BRIEF → Please reproduce each line of the data below exactly as shown.

═════ RECORDS FOR THIS EXERCISE ═════

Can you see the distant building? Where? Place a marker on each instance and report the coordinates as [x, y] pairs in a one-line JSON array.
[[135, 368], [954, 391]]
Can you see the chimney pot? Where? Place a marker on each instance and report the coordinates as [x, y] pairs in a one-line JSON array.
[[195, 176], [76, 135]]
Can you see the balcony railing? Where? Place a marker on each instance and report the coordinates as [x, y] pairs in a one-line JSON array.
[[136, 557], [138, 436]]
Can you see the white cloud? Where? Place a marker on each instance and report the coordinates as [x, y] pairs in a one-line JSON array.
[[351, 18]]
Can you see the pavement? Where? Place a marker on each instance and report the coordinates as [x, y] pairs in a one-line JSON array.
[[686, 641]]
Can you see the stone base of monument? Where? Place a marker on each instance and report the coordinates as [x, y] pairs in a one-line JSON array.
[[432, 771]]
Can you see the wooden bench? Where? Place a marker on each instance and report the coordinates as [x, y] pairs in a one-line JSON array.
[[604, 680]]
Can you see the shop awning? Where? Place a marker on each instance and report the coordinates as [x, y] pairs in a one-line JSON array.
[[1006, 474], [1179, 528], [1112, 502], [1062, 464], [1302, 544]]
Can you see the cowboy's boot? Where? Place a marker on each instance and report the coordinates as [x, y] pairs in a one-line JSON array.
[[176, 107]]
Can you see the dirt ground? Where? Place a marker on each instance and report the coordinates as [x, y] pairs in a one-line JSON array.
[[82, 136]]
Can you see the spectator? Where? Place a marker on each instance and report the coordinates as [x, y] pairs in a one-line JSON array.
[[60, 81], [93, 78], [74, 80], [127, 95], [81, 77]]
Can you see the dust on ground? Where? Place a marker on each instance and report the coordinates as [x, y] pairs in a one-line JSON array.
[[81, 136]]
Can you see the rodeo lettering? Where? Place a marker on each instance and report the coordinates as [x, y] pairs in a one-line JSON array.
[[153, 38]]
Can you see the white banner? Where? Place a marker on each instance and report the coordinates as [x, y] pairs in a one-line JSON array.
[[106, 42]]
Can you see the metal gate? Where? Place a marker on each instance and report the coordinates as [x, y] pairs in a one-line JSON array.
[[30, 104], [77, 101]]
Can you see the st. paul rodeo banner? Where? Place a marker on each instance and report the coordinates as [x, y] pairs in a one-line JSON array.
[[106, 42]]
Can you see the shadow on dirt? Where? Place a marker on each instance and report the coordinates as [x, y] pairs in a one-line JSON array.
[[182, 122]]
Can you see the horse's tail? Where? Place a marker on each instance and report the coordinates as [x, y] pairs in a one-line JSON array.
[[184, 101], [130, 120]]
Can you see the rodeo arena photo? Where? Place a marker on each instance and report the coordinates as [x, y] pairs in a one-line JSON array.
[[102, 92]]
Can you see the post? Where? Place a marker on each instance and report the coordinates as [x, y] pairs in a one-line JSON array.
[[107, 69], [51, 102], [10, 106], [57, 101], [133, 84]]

═════

THE ANSWER →
Can you see the distant building? Where? Place a marker on each instance and report the coordinates as [x, y] pairs in a one-line JSON array.
[[135, 368], [954, 391]]
Can you see the chimney pot? Where? Place a marker on each instance and report the coordinates as [x, y] pairs in a one-line JSON array.
[[195, 176], [76, 135]]
Can you see the balcony railing? Where? Place a marker on each instance and report the coordinates as [x, y] pairs in a one-line JSON array.
[[136, 557], [138, 436]]
Can you see the white cloud? Where? Place a marker on each instance and report the coordinates as [x, y] pairs in a one-line JSON array.
[[351, 18]]
Can you see the pavement? Where? Place a marker on each instance and report the coordinates as [x, y] pairs in a one-line JSON array.
[[686, 641]]
Can you see the stone base of monument? Where? Place a marker on each instance and report the coordinates as [x, y] pairs in a one-line JSON array.
[[432, 771]]
Can you see the wooden bench? Where? Place a marker on each instance and report the coordinates as [x, y] pairs in a one-line JSON array.
[[604, 680]]
Can you see the shop awning? Where? Place a marker on each instance and report the coordinates as [x, y] pairs in a one-line JSON array.
[[1006, 474], [1179, 528], [1112, 502], [1062, 464], [1302, 544]]
Can you see the cowboy's boot? Where? Place a marker on each instance and report the coordinates as [x, y] pairs in a one-line JSON array.
[[176, 107]]
Can you see the dirt ground? Where? Place a marker on each instance and report the coordinates as [x, y] pairs in a one-line JSON array.
[[82, 136]]
Can you see the spectator? Where? Place a marker on each instance and report the coordinates as [x, y] pairs in a one-line JSON array.
[[60, 81], [93, 78], [74, 80], [127, 95], [81, 77]]
Can you see the dust on ground? Where? Place a marker on each instance and report the coordinates as [x, y] pairs in a one-line JSON array.
[[81, 136]]
Can you see the rodeo lettering? Where? Place a marker on each instance and report the coordinates as [x, y] pairs in a one-line JSON array.
[[153, 38]]
Can you see the white banner? Where? Place a marker on each instance and report the coordinates as [x, y] pairs in a one-line JSON array.
[[106, 42]]
Can you see the metal gate? Where? Place a marker on each instance and report the coordinates as [x, y] pairs in a one-line JSON array.
[[30, 104], [77, 101]]
Can you see the st. paul rodeo banner? Where? Place a marker on each instance and report the coordinates as [x, y] pairs in a one-line JSON array.
[[106, 42]]
Can you see the shadow on dirt? Where? Place a marker on each instance and report the coordinates as [x, y] pairs in a one-line JSON array.
[[182, 122]]
Can you see the horse's tail? Where? Place a marker on each instance and report the coordinates as [x, y] pairs in a one-line JSON array.
[[184, 101], [130, 120]]
Can you see the rodeo arena photo? Where? Place a marker on each instance and report the coordinates as [x, y] pairs in a one-line JSON array.
[[102, 92]]
Can you see the post? Where? Place a marker on each instance and report the coordinates as [x, y] pairs in a one-line JSON array.
[[107, 69], [51, 102], [10, 106], [57, 101], [133, 84]]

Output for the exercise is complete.